▶ [Given exercise] Please give the part of the material below that opens with the line containing "Reviewer note: confirm that every instance of the cyclist's hand" and closes with the line containing "<point>77,202</point>" as a JSON list of strings, one string per line, with blank lines left out.

___ Given data ___

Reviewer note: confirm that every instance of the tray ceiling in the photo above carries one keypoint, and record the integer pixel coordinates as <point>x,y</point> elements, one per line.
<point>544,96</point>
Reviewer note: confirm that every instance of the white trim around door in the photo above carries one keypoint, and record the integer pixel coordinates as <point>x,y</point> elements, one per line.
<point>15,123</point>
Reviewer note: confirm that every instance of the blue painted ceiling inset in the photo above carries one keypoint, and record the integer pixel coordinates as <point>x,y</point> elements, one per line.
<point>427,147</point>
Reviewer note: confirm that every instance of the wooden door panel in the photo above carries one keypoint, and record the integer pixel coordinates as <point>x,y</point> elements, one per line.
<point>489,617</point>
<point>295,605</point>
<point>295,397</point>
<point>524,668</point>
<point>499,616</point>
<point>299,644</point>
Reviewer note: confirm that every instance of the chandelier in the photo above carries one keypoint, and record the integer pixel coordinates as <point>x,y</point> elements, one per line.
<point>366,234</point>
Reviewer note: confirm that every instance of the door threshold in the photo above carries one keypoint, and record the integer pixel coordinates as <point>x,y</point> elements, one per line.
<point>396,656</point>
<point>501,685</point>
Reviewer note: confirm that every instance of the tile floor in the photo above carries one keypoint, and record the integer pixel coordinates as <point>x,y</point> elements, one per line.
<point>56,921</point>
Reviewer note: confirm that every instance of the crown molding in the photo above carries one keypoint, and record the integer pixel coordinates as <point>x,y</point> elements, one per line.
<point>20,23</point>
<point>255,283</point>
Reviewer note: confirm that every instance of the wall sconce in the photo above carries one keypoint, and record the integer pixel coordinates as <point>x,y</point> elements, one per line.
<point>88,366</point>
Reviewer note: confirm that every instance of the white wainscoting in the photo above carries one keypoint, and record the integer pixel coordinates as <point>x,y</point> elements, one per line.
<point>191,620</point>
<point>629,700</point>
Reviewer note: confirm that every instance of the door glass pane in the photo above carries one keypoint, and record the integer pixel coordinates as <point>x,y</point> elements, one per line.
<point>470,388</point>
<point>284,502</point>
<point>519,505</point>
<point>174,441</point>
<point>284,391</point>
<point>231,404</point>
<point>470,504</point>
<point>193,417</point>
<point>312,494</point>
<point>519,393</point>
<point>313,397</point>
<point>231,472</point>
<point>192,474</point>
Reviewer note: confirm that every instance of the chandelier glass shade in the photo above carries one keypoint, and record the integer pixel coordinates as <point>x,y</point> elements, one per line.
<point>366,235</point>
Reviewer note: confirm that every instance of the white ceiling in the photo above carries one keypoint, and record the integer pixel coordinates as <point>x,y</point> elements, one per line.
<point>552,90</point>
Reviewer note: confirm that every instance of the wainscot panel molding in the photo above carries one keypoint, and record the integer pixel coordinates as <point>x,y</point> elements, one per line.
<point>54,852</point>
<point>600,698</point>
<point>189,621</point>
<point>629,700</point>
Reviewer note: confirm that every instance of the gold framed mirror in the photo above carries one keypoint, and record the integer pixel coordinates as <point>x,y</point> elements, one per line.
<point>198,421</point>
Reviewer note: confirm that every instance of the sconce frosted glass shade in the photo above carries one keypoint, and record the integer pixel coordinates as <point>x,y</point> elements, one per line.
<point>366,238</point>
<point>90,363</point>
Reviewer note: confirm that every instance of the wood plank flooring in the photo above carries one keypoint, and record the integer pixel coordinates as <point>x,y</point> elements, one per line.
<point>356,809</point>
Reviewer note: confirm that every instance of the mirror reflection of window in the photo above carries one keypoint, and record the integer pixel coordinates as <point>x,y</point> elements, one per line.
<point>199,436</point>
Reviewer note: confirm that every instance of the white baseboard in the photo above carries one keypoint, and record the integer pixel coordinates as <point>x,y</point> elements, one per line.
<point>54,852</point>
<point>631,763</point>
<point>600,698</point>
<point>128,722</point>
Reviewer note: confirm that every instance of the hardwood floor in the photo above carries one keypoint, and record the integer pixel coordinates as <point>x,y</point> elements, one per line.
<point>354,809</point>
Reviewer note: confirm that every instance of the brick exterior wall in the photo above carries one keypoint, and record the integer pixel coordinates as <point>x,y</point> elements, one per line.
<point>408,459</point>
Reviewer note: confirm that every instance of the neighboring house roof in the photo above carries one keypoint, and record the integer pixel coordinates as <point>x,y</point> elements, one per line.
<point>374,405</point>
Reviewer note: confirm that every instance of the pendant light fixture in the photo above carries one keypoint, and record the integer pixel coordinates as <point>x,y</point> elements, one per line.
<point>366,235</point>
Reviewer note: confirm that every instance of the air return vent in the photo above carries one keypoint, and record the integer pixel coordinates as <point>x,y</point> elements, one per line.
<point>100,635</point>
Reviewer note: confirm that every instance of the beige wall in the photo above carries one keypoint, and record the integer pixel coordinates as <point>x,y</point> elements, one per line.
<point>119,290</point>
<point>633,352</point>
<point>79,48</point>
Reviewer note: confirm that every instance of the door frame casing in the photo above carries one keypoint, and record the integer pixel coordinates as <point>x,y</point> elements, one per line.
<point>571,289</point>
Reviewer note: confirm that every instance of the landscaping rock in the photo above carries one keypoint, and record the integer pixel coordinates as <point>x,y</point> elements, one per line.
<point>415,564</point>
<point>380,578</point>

___
___ Given data ___

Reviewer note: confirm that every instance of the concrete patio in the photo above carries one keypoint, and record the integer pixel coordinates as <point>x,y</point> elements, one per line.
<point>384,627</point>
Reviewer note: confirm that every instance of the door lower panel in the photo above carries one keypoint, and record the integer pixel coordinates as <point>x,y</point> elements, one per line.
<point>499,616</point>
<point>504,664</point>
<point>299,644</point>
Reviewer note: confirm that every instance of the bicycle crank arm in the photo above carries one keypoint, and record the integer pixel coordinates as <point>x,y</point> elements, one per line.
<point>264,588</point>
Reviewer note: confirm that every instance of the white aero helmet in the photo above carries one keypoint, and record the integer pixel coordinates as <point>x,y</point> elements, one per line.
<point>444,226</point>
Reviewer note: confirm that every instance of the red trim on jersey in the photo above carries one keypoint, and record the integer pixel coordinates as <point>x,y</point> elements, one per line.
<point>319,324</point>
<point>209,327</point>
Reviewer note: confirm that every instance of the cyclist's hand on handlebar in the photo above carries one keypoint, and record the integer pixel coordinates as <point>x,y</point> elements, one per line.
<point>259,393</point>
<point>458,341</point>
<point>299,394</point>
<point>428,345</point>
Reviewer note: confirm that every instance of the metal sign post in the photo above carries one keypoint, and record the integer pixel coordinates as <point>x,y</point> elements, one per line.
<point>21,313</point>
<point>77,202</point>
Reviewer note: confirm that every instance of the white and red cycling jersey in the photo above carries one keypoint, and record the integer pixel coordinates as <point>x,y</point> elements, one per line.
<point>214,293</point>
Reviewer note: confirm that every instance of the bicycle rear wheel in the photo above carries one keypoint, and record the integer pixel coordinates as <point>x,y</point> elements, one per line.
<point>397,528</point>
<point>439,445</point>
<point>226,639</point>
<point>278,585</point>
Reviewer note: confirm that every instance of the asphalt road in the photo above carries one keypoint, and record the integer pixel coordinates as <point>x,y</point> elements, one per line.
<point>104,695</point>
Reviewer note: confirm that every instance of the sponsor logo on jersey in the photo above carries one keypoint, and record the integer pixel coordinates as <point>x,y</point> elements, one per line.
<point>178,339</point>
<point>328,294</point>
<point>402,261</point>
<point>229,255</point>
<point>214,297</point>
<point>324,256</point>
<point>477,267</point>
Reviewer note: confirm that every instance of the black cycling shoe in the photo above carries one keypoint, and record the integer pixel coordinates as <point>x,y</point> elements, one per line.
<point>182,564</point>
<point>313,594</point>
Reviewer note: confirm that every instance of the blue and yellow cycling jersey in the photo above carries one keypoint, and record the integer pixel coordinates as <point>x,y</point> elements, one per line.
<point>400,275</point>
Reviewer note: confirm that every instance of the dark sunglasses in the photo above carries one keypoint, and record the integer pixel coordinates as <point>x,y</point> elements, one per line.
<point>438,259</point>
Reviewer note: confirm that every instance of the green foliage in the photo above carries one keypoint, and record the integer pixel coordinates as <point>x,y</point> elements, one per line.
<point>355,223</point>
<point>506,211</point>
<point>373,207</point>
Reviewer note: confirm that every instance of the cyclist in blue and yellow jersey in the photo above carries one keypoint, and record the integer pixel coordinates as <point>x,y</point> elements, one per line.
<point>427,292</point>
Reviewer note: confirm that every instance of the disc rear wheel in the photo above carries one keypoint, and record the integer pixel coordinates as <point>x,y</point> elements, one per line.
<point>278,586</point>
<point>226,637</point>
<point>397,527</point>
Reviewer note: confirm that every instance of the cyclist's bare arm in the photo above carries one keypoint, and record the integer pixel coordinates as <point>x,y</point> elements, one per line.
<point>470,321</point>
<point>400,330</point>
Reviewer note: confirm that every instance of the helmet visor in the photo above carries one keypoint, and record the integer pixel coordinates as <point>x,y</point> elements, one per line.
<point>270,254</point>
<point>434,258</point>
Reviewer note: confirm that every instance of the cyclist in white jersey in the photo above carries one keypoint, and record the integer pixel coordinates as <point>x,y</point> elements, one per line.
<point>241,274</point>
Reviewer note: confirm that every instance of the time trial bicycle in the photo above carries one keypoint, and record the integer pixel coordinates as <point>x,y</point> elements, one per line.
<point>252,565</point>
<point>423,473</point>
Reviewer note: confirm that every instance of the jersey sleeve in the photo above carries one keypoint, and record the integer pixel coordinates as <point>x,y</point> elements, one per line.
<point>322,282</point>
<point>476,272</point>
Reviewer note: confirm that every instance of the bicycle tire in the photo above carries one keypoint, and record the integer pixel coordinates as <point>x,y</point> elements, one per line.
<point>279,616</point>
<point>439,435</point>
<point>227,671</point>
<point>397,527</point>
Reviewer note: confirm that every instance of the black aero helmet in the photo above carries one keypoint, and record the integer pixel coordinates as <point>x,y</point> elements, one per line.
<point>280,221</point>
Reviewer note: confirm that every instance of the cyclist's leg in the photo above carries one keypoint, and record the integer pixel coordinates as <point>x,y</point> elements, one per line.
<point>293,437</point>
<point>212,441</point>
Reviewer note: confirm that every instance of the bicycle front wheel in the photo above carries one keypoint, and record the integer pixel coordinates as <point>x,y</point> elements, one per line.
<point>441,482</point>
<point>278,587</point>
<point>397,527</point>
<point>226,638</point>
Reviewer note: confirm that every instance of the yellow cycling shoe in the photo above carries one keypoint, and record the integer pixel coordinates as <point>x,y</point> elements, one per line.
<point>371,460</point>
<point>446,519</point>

___

▶ [Output for this exercise]
[
  "Reviewer note: confirm that every instance of the cyclist's hand on handlebar in the photo above carries one keypoint, and record the integer pixel coordinates as <point>x,y</point> elements, one per line.",
  "<point>259,393</point>",
  "<point>458,341</point>",
  "<point>299,394</point>",
  "<point>428,345</point>",
  "Reviewer note: confirm that every instance of the metal sign post in the photo above carries one keypoint, and record the integer pixel coordinates as <point>x,y</point> elements, one per line.",
  "<point>21,313</point>",
  "<point>77,202</point>"
]